[Information given start]

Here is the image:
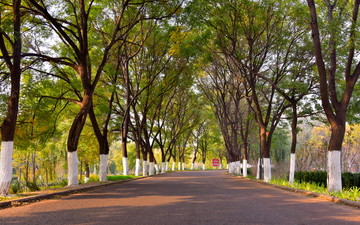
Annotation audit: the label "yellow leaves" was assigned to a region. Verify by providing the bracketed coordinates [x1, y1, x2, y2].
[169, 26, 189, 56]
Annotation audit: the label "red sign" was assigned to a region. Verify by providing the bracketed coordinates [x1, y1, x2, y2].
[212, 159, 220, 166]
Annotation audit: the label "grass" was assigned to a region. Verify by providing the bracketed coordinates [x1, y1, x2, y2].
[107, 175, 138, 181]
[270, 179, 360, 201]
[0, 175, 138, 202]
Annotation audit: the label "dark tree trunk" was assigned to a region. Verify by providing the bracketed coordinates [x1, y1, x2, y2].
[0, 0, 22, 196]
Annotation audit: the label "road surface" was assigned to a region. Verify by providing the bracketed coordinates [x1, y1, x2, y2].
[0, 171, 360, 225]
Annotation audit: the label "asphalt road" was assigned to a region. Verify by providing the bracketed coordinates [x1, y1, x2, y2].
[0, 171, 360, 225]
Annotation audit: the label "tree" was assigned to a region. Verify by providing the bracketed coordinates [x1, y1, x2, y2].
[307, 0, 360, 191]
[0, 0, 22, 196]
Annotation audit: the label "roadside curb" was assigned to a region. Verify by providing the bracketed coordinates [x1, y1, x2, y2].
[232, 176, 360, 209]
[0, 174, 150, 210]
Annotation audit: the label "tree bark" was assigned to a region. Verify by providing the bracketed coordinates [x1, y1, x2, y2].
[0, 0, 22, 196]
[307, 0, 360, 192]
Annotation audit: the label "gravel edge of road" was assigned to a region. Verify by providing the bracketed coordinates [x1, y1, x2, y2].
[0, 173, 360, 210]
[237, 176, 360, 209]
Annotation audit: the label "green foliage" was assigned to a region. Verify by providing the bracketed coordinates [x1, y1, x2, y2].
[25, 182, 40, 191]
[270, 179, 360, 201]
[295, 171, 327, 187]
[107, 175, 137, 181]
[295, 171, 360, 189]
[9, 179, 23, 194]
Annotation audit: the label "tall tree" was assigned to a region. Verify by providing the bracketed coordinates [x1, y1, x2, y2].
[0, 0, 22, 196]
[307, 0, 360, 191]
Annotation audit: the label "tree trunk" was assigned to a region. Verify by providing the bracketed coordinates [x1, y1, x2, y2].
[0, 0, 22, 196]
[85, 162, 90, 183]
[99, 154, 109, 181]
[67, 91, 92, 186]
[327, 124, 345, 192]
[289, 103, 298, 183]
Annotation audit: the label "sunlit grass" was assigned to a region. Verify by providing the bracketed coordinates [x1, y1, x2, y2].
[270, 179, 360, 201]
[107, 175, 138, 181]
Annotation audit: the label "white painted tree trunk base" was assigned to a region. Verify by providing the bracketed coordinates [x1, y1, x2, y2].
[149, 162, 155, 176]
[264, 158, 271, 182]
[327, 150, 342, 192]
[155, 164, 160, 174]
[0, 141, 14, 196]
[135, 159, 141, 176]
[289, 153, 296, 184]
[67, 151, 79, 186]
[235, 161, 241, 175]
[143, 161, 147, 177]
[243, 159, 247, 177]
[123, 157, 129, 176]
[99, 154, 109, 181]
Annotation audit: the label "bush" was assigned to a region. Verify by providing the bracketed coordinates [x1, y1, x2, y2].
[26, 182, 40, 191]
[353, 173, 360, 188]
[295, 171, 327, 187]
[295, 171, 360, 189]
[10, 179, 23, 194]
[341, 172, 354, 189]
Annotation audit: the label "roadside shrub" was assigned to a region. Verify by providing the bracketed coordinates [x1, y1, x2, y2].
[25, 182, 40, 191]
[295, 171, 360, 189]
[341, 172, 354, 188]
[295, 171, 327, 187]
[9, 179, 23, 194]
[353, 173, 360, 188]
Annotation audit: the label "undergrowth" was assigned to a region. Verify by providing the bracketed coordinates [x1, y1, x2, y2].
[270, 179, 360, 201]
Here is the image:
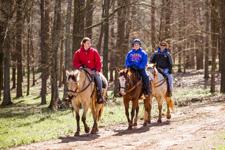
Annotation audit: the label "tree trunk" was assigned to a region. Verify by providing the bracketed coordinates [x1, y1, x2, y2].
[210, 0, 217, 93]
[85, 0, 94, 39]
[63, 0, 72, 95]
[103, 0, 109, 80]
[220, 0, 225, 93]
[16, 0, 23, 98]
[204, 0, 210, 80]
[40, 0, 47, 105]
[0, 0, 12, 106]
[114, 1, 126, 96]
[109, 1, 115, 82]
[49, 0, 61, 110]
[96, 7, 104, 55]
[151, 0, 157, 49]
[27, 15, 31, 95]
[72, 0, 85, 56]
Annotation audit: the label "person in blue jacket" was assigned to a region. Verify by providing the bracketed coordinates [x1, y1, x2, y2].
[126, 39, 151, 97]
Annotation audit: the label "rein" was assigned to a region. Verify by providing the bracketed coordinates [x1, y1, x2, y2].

[Information given end]

**Task instructions**
Show every line of the listing above that contains the string "trunk", counting only matches with the same uppercase and lowercase letters.

**Result below**
Annotation audit: the label "dark tree trunk" was assigned to a region. Verify by providing the bracketed coordinates [x1, y1, x2, y2].
Annotation audit: the label "tree trunk" was assigned to a region. Verify by providing the bracketed coordinates [x1, y1, x2, y2].
Annotation audit: the label "white painted tree trunk base" was assigned to a region. Verify by providing the bracketed coordinates [x1, y1, x2, y2].
Annotation audit: the label "tree trunk" was assigned to a region. Verify by providing the bracketed coordinates [x1, y1, x2, y2].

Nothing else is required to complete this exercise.